┌─ MATERIALS PROVIDED

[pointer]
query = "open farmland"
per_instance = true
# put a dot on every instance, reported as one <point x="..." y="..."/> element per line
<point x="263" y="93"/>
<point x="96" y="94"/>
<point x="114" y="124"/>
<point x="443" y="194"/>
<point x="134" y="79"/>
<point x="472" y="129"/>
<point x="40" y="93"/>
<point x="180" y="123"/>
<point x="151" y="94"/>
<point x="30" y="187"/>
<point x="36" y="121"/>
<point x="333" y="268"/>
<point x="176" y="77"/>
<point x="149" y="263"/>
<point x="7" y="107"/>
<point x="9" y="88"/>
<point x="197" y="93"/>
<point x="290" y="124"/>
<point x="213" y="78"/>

└─

EXERCISE AIM
Rescale the listing above by copying out every line, request lines included, with each x and y coordinate in the answer points multiplied by 0.25. Round each result to the nearest whole number, rounding halves up.

THE SOLUTION
[pointer]
query = "open farmland"
per_instance = true
# put a dot on every instance, reported as one <point x="..." y="..."/> element per line
<point x="66" y="23"/>
<point x="24" y="24"/>
<point x="29" y="31"/>
<point x="111" y="49"/>
<point x="34" y="20"/>
<point x="118" y="32"/>
<point x="10" y="23"/>
<point x="45" y="31"/>
<point x="38" y="24"/>
<point x="8" y="47"/>
<point x="9" y="30"/>
<point x="83" y="67"/>
<point x="44" y="19"/>
<point x="37" y="66"/>
<point x="2" y="27"/>
<point x="2" y="22"/>
<point x="49" y="23"/>
<point x="73" y="31"/>
<point x="53" y="20"/>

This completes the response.